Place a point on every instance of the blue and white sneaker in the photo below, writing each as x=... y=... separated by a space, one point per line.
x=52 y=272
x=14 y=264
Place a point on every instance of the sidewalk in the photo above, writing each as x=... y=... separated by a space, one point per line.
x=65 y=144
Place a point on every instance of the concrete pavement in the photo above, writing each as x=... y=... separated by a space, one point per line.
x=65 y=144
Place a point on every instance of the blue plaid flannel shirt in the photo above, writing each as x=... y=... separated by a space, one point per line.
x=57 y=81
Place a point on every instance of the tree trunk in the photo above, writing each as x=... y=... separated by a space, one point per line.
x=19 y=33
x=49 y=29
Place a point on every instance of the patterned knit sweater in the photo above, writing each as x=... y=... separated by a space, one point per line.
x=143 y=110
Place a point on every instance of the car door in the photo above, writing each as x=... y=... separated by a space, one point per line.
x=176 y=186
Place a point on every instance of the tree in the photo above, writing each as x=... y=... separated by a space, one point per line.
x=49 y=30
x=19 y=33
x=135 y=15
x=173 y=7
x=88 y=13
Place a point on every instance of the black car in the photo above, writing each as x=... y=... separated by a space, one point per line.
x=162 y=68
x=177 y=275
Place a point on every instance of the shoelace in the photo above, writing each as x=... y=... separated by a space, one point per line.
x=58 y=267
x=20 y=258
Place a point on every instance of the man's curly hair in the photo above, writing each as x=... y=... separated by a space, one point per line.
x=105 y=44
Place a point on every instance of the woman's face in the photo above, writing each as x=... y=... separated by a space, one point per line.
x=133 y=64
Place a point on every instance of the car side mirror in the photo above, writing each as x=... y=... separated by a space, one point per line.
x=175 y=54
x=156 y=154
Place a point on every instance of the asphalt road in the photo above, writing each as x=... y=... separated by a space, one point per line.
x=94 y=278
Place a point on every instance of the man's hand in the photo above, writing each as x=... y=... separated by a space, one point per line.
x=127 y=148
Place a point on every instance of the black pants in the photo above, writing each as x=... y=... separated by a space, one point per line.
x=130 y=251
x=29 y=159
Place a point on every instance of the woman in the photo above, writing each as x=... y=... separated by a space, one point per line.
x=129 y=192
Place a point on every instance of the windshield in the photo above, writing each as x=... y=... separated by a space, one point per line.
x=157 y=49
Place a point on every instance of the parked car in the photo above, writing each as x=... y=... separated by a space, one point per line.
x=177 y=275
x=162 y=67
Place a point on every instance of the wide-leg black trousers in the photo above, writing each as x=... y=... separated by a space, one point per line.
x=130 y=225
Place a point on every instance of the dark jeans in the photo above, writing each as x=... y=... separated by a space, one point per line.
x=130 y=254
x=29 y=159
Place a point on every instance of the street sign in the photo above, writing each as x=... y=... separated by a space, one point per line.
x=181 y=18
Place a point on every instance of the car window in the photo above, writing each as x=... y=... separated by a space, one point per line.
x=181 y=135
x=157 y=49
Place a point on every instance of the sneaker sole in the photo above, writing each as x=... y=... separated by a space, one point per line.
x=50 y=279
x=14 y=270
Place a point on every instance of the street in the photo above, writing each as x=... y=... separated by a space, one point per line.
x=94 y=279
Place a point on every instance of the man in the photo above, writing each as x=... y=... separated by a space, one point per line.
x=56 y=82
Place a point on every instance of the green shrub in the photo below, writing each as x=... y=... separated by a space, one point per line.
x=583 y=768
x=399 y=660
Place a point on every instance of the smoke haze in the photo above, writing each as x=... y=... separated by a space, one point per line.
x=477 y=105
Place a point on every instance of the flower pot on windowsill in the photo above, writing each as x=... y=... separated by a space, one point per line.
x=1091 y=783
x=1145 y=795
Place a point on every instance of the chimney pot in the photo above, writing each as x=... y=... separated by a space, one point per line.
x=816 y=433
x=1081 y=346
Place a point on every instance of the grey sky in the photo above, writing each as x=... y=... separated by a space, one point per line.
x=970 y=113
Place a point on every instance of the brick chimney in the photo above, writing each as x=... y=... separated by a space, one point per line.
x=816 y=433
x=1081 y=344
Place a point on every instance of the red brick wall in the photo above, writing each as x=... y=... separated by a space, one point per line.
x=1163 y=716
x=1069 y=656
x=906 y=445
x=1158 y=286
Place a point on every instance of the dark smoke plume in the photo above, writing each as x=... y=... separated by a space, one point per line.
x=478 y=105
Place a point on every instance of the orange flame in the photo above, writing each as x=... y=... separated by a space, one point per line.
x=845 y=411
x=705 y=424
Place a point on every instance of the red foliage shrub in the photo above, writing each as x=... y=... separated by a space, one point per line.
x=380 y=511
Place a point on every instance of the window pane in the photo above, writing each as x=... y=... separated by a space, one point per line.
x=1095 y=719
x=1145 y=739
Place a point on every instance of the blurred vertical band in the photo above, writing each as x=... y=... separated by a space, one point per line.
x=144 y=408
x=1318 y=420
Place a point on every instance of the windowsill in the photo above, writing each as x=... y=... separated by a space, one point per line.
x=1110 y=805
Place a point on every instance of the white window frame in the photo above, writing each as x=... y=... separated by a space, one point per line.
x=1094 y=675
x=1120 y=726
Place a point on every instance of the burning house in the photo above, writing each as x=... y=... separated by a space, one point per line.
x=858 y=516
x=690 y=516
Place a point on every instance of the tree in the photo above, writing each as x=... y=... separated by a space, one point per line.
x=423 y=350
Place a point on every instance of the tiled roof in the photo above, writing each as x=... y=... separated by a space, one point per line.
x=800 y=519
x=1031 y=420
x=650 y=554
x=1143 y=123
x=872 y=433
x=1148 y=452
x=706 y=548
:::::
[EXERCISE OBJECTIVE]: Please output the records shown above, with every character intact.

[TASK RESULT]:
Place a point on every instance of the blue and white sneaker in the photo below, writing each as x=... y=... separated by a space, one point per line.
x=52 y=272
x=14 y=264
Place a point on every instance of the sidewalk in the photo above, writing each as x=... y=... separated by a space, one point per line.
x=65 y=144
Place a point on every instance of the concrete pavement in the photo above, writing each as x=... y=... separated by a space, one point per line.
x=65 y=144
Place a point on every instance of the blue plaid flannel shirt in the photo above, writing each as x=... y=... separated by a space, one point per line.
x=57 y=81
Place a point on every instance of the tree trunk in the photo above, writing each as x=... y=... separated by a space, one point per line.
x=19 y=33
x=49 y=29
Place a point on every instance of the patterned knit sweater in the photo above, writing each as x=... y=... separated by a space, one point per line.
x=143 y=110
Place a point on every instance of the car door in the photo above, writing each as x=... y=... separated by a space, one point per line.
x=176 y=186
Place a point on every instance of the tree in the photo above, writing each as x=... y=... separated by a space, one point per line.
x=49 y=30
x=19 y=33
x=135 y=15
x=173 y=7
x=88 y=13
Place a point on every instance of the black car in the photo above, writing each as x=... y=... separated by a space, one point per line.
x=162 y=68
x=177 y=275
Place a point on every instance of the shoelace in the photo above, writing each as x=... y=... separated by a space, one point per line.
x=58 y=267
x=20 y=258
Place a point on every instance of the man's curly hair in the photo above, writing each as x=... y=... separated by a space, one point per line.
x=105 y=44
Place a point on every instance of the woman's face in the photo above, writing each as x=... y=... separated by a space, one point per line.
x=133 y=64
Place a point on every instance of the car side mirror in the photo above, writing each as x=... y=... separated by a space, one point per line.
x=175 y=54
x=156 y=154
Place a point on every instance of the asphalt road in the photo above, writing each as x=... y=... separated by a space, one point per line.
x=94 y=278
Place a point on every instance of the man's hand in the photo above, writing each as x=... y=... separated by a space, one point per line.
x=127 y=148
Place a point on every instance of the black pants in the photo above, writing each as x=... y=... separated by a space, one point per line.
x=130 y=251
x=29 y=159
Place a point on every instance of the woman in the photo above, writing each as x=... y=... separated by a space, one point per line.
x=129 y=192
Place a point on every instance of the windshield in the photo above, writing each as x=... y=... separated by a space, one point per line.
x=157 y=49
Place a point on every instance of the parked car in the photo above, writing each as x=... y=... separated by a space, one point per line.
x=177 y=275
x=162 y=67
Place a point on every instance of the wide-leg black trousers in the photo above, writing each as x=... y=... separated by a space, one point per line.
x=130 y=225
Place a point on every instance of the dark jeans in the photo above, writing each as x=... y=... separated by a space, one point per line.
x=130 y=254
x=29 y=159
Place a point on every instance of the street sign in the photo above, writing each as x=... y=... separated by a space, one point per line.
x=181 y=18
Place a point on every instance of the car window in the photo above, writing each as x=... y=... separated by a space, one point per line.
x=181 y=135
x=157 y=49
Place a point on every instance of the sneaker sole in the photo above, writing each as x=... y=... separated by a space, one point per line.
x=50 y=279
x=14 y=270
Place a point on every instance of the street in the photo above, writing each as x=... y=... separated by a space, one point per line.
x=94 y=279
Place a point on every instance of the man in the photo above, writing each as x=... y=... separated by a space, one point per line.
x=56 y=82
Place a point on every instance of the green shrub in the photo below, writing each as x=... y=... separated by a space, one point per line.
x=583 y=768
x=399 y=660
Place a point on every instance of the smoke haze in the photo above, writing each as x=... y=... separated by a space, one point per line.
x=477 y=105
Place a point on every instance of the flower pot on windowsill in the photo above, writing each as x=... y=... separated by a space, one point per line.
x=1091 y=783
x=1145 y=795
Place a point on every instance of the chimney pot in the photo above, writing each as x=... y=... separated by a space, one point per line.
x=816 y=433
x=1081 y=346
Place a point on every instance of the grey sky in the photo above, writing each as x=... y=... separated by a space, one point per line.
x=970 y=113
Place a point on every instance of the brick chimney in the photo above, writing each as x=... y=... separated by a space, one point per line.
x=816 y=433
x=1081 y=344
Place a point on every instance of the red brick wall in the photo above, writing each as x=... y=... separated by a space, one point per line.
x=1163 y=716
x=1069 y=656
x=906 y=445
x=1158 y=286
Place a point on every instance of the dark smoke plume in the photo above, writing each as x=... y=... separated by a space, one point per line.
x=478 y=105
Place a point on every instance of the orange flame in the photo above, writing each as x=... y=... separated by a space, one point per line.
x=845 y=411
x=705 y=424
Place a point on every instance of the red foliage shrub in the photo above, writing each as x=... y=... separated by a space, one point per line.
x=380 y=511
Place a point on every instance of the window pane in the photo above, writing each as x=... y=... separated by a space, one point per line.
x=1095 y=719
x=1145 y=739
Place a point on every instance of the blurred vertical band in the photo above, writing each as x=... y=... separated by a space, one point per line.
x=144 y=408
x=1318 y=420
Place a point on every instance of the windowsill in the photo above, writing each as x=... y=... separated by a space, one point per line.
x=1110 y=805
Place a point on every instance of the white window frame in the photo above, writing each as x=... y=... separated by a space, one point per line.
x=1094 y=675
x=1120 y=726
Place a point on every instance of the burning house in the photo above, writing each as x=... y=... separated by a space, one point per line.
x=858 y=516
x=690 y=516
Place a point on every instance of the tree in the photo above, writing each as x=... y=... separated by a space, one point per line.
x=423 y=350
Place a point on every instance of the tiled roof in the photo above, writing each as x=... y=... separated by a space, one point per line.
x=800 y=519
x=1031 y=420
x=650 y=554
x=1143 y=123
x=872 y=433
x=1148 y=452
x=706 y=548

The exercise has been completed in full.